● **Descrição do exercício**:
Transcreva palavra por palavra o trecho da reportagem sobre Monte Alegre de Goiás que começa em "Não há internet" e vai até "do wi-fi comunitário.", incluindo essas palavras.

Deu na Folha: em Monte Alegre (GO), diretoria de igualdade racial faz a diferença
Por Angela Boldrini e Pedro Ladeira
MONTE ALEGRE DE GOIÁS (GO)– São 8h23 da manhã de terça-feira (8), e Maria Helena Rodrigues, a Tuya, está ao telefone. “As doses dos kalunga estão aí, podem ir. Eu já arranjei tudo ontem.”
Desde a noite anterior, a líder quilombola e recém-empossada diretora de Igualdade Racial do município de Monte Alegre de Goiás organiza a aplicação da segunda dose da vacina contra a Covid-19 em um grupo da comunidade kalunga.
A tarefa não é fácil. Tuya mora na comunidade quilombola Tinguizal, a cerca de 65km da prefeitura da cidade, metade deles a serem percorridos em uma estrada de terra com subidas íngremes e poeirentas, pontes precárias e riachos.
Não há internet nem sinal de celular na casa das 78 famílias nesta que é somente uma das comunidades do município, onde moram cerca de 500 famílias kalunga.
Por isso, durante a noite de segunda, Tuya grava áudios explicando como será a imunização no dia seguinte e pede ao filho Maurício, 13, que vá de moto até a escola, alguns quilômetros adiante, para enviá-los a partir do wi-fi comunitário.

Dados de ancoragem de objetos em linguagem natural:
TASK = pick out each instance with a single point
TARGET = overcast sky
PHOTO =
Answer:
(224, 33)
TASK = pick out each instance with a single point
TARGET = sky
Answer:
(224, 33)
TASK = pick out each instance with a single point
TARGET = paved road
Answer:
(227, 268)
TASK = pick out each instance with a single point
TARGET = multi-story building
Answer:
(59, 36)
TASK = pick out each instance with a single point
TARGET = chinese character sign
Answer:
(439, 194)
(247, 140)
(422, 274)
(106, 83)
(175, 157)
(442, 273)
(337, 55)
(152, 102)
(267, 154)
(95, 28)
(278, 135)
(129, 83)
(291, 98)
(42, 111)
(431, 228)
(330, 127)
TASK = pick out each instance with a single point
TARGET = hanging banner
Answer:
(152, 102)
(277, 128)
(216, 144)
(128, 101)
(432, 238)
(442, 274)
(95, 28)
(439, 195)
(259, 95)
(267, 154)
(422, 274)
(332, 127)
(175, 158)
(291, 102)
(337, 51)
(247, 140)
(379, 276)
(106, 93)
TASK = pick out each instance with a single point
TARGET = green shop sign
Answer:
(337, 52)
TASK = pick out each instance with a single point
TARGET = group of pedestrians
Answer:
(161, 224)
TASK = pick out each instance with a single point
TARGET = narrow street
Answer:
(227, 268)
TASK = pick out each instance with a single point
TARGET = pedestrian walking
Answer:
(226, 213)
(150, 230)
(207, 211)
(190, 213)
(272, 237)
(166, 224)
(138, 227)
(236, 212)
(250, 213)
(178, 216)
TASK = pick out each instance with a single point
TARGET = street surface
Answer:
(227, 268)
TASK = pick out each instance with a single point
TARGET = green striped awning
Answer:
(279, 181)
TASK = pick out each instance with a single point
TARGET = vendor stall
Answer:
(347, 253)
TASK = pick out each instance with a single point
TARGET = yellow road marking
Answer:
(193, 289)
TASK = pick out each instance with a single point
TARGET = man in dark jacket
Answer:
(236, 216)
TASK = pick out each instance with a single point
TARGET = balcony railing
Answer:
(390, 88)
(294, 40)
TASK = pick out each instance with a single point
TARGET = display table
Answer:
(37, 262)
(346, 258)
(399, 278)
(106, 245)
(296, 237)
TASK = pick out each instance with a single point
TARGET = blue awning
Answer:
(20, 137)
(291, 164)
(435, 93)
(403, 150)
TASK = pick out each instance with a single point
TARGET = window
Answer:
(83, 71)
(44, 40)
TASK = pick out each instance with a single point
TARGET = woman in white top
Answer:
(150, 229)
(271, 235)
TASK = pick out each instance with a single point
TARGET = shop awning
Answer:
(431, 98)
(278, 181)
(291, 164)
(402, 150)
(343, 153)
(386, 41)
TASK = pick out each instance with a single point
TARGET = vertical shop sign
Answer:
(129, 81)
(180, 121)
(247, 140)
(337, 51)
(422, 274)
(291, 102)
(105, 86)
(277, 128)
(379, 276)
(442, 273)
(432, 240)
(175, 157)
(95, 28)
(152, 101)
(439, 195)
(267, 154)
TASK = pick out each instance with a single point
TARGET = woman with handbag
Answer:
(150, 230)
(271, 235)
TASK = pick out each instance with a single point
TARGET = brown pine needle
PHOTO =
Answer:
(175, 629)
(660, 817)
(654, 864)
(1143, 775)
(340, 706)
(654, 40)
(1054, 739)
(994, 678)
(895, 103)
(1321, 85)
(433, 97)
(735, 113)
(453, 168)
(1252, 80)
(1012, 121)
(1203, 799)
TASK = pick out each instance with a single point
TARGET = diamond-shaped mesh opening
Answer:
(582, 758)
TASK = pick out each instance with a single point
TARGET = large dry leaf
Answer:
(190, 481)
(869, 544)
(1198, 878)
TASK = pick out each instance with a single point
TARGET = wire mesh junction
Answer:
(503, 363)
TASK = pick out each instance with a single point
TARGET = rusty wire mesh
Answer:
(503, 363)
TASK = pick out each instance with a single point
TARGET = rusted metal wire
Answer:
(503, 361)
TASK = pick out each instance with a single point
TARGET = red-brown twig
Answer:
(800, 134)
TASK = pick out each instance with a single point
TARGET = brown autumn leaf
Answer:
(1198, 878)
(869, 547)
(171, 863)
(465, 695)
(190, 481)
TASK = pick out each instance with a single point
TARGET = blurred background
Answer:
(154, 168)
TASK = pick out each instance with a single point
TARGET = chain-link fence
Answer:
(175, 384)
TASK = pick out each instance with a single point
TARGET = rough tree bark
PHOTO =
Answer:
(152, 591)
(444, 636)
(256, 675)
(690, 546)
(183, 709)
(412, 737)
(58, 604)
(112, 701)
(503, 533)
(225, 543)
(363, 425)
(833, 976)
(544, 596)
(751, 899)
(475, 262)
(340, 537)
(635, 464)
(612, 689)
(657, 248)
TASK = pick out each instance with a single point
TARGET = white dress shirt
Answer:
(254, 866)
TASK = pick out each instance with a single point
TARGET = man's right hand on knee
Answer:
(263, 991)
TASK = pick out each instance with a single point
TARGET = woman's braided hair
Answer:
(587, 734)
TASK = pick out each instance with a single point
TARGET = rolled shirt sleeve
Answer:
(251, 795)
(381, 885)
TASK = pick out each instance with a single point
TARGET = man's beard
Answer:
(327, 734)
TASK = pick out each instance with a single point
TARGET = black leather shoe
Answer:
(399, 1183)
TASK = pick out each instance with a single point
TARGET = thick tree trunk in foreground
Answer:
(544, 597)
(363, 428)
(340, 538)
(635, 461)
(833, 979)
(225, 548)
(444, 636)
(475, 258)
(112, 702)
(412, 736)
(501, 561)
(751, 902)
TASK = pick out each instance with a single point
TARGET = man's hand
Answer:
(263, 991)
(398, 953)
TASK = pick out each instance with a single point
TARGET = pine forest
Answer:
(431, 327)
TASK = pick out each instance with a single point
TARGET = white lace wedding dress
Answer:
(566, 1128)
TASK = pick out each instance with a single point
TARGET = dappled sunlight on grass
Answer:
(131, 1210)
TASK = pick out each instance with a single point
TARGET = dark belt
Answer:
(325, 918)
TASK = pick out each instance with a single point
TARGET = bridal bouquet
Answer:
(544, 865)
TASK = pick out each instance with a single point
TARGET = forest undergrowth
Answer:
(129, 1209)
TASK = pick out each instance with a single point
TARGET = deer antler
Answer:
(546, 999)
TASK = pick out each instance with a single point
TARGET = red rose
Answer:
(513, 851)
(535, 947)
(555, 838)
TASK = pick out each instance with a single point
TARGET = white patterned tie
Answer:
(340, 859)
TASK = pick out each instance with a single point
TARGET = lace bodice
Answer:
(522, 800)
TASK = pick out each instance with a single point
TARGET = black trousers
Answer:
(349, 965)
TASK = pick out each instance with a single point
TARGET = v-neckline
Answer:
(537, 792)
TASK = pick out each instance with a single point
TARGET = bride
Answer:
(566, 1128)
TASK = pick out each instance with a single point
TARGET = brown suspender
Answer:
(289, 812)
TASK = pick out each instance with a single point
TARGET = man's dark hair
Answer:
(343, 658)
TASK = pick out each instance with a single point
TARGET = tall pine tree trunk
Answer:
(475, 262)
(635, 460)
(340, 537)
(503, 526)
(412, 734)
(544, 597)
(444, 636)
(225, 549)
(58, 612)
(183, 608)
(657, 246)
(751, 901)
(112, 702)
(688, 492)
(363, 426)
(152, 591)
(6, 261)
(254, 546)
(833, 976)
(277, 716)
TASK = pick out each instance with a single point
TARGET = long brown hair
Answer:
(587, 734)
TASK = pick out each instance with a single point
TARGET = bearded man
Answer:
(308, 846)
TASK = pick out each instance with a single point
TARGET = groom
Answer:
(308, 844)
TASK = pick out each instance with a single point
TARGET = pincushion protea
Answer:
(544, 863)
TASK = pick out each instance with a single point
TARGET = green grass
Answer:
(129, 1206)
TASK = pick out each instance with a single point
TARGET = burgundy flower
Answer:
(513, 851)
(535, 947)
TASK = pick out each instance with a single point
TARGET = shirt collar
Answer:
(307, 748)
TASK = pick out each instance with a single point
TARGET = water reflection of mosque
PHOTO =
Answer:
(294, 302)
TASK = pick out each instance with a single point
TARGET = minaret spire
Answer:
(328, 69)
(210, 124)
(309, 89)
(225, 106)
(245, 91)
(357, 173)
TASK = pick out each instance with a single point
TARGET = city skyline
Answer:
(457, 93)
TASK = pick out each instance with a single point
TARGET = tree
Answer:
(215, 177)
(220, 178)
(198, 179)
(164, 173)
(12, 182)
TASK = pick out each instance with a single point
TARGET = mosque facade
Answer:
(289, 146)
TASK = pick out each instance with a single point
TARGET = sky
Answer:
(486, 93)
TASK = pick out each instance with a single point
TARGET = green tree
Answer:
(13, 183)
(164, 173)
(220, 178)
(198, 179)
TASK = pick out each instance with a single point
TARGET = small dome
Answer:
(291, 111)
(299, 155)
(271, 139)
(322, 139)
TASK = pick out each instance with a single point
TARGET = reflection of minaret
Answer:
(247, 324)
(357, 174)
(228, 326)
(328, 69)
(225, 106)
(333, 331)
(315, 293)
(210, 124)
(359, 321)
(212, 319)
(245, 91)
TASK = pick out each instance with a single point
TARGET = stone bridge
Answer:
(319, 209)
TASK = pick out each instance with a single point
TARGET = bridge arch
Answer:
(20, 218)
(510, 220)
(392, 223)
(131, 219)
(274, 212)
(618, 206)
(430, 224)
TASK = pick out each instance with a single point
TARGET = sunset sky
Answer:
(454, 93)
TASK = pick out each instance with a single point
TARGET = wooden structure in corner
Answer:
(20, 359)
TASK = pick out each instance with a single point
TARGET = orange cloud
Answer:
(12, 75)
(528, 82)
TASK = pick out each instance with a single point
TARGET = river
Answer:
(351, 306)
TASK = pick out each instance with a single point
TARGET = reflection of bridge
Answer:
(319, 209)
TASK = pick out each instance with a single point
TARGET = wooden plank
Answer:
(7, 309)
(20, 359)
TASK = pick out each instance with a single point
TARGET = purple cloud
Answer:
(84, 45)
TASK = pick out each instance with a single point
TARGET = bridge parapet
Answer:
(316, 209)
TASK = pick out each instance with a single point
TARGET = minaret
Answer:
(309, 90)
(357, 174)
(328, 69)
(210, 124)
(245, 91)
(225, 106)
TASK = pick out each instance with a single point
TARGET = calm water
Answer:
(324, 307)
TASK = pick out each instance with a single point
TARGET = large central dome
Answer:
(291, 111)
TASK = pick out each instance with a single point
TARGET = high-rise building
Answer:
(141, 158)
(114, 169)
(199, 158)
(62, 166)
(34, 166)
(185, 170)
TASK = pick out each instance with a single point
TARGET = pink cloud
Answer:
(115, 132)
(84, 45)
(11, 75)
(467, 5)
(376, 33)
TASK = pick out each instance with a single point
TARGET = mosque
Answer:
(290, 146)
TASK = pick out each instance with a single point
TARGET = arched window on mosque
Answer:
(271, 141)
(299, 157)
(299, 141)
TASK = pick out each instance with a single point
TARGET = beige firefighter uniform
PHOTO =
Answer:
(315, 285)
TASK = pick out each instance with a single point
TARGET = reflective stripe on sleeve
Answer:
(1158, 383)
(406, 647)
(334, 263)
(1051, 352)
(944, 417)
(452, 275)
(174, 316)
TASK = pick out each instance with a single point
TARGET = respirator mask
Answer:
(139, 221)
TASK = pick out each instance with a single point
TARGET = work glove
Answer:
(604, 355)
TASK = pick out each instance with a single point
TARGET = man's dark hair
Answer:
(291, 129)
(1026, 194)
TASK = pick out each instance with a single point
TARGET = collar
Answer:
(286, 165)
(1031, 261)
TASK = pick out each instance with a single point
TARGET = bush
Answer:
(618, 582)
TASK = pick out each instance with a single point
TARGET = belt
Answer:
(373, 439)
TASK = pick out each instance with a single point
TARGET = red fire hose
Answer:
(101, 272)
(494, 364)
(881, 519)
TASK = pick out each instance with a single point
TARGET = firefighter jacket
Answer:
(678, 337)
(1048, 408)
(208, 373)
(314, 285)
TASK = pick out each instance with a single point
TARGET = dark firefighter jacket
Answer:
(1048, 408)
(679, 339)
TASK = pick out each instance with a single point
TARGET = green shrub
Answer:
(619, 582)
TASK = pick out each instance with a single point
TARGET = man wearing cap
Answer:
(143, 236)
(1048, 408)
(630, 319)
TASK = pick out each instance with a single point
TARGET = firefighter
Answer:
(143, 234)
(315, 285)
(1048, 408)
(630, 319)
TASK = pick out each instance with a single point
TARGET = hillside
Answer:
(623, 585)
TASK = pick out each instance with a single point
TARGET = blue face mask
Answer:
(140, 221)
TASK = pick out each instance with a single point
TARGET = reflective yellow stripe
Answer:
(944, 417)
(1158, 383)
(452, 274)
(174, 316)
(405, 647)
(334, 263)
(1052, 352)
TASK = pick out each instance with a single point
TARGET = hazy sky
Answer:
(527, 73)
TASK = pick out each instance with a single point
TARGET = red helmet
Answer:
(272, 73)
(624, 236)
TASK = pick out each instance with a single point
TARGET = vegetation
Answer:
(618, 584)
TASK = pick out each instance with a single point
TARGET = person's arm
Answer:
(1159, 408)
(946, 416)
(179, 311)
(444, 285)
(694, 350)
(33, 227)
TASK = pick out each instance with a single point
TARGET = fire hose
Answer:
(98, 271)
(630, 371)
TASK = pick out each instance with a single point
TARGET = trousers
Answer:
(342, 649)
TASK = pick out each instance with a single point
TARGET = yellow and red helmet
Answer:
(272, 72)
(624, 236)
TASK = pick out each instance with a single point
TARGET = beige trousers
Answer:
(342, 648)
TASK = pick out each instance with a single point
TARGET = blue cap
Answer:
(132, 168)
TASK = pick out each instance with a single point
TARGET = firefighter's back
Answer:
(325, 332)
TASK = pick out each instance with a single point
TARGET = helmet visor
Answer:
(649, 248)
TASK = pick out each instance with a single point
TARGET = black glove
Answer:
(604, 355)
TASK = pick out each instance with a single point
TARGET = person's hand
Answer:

● **Resposta da tarefa**:
Não há internet nem sinal de celular na casa das 78 famílias nesta que é somente uma das comunidades do município, onde moram cerca de 500 famílias kalunga.
Por isso, durante a noite de segunda, Tuya grava áudios explicando como será a imunização no dia seguinte e pede ao filho Maurício, 13, que vá de moto até a escola, alguns quilômetros adiante, para enviá-los a partir do wi-fi comunitário.